■ AIM OF THE TASK ■
Lay out the rows below as a JSON list of strings, one string per line and no blank lines, covering only everything from the line that contains "Note: point out the small" down to the line that contains "point(42, 360)", with both of those lines included.

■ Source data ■

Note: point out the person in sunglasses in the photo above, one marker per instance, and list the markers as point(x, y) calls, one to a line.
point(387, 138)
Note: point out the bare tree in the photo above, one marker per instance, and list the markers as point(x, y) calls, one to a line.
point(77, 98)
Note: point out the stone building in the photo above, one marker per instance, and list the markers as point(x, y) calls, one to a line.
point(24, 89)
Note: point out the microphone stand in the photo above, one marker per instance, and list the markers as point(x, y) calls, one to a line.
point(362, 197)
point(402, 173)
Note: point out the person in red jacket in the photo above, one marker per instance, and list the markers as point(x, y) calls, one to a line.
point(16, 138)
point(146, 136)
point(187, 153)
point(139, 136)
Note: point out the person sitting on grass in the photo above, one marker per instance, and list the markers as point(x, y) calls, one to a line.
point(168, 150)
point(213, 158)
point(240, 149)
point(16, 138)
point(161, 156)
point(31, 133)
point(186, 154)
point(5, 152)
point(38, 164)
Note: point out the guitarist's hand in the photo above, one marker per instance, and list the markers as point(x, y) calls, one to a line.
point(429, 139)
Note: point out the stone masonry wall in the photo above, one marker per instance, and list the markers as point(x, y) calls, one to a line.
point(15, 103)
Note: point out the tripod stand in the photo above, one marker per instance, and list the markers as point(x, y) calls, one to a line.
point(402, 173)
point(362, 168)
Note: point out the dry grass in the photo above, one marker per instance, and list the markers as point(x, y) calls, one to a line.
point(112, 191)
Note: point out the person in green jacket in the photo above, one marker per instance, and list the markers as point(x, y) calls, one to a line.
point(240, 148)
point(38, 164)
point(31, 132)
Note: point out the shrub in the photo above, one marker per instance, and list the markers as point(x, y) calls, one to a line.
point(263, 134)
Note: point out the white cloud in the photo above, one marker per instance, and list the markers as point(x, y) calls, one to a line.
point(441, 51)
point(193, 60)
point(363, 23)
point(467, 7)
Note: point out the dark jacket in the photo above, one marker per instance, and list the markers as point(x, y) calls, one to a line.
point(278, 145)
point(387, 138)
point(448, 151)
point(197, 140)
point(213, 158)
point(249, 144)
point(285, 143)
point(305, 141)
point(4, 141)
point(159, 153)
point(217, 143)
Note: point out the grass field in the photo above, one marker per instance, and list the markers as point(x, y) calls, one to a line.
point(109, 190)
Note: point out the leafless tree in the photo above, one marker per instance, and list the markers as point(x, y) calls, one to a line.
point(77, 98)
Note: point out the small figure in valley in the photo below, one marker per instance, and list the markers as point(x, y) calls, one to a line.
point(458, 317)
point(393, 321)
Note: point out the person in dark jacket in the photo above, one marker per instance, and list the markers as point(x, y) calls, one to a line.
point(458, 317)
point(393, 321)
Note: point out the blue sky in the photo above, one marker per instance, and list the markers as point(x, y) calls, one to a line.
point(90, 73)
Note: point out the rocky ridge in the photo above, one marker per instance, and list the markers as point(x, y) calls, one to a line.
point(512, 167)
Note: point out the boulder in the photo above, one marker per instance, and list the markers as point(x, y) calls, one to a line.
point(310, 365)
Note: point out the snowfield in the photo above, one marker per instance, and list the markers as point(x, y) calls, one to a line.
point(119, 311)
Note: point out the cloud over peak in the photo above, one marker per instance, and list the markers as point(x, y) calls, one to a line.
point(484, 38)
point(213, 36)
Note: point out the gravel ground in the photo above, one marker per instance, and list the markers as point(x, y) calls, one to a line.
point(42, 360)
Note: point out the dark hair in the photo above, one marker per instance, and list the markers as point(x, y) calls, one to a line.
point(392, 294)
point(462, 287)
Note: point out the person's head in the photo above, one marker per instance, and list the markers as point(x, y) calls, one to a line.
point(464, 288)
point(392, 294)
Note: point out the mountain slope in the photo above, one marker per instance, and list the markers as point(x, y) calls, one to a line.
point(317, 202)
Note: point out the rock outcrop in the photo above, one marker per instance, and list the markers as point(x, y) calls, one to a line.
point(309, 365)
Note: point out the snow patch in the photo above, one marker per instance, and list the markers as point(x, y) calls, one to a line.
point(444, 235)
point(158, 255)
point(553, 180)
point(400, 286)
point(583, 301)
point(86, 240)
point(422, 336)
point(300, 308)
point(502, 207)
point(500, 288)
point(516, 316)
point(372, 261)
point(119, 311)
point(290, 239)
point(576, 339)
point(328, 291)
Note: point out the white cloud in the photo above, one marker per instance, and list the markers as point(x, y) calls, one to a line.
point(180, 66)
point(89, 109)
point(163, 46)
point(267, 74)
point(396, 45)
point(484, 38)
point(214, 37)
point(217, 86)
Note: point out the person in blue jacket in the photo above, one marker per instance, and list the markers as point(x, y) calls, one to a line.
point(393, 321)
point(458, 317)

■ IN RESPONSE ■
[
  "Note: point out the small figure in valley in the photo below, one marker per instance, and list the markers as point(x, y) calls, one to a line.",
  "point(458, 317)",
  "point(393, 321)",
  "Note: point out the person in dark jacket in the photo above, one marker per instance, and list the markers as point(x, y) calls, one to a line.",
  "point(458, 317)",
  "point(393, 321)",
  "Note: point out the blue sky in the photo above, one marker per instance, and list the markers as point(x, y) calls, one to a line.",
  "point(90, 73)",
  "Note: point out the rocky ridge in the photo above, one marker per instance, and list the markers as point(x, y) calls, one to a line.",
  "point(512, 167)",
  "Note: point out the boulder in the photo above, one marker per instance, and list the markers as point(x, y) calls, one to a line.",
  "point(310, 365)",
  "Note: point out the snowfield in the photo above, one marker per instance, and list the markers as point(x, y) calls, one to a line.",
  "point(119, 311)",
  "Note: point out the cloud over peak in the photo above, one marker per instance, and list the markers as point(x, y) calls, one to a line.",
  "point(484, 38)",
  "point(213, 36)",
  "Note: point out the gravel ground in the photo above, one marker per instance, and list the markers as point(x, y) calls, one to a line.",
  "point(42, 360)"
]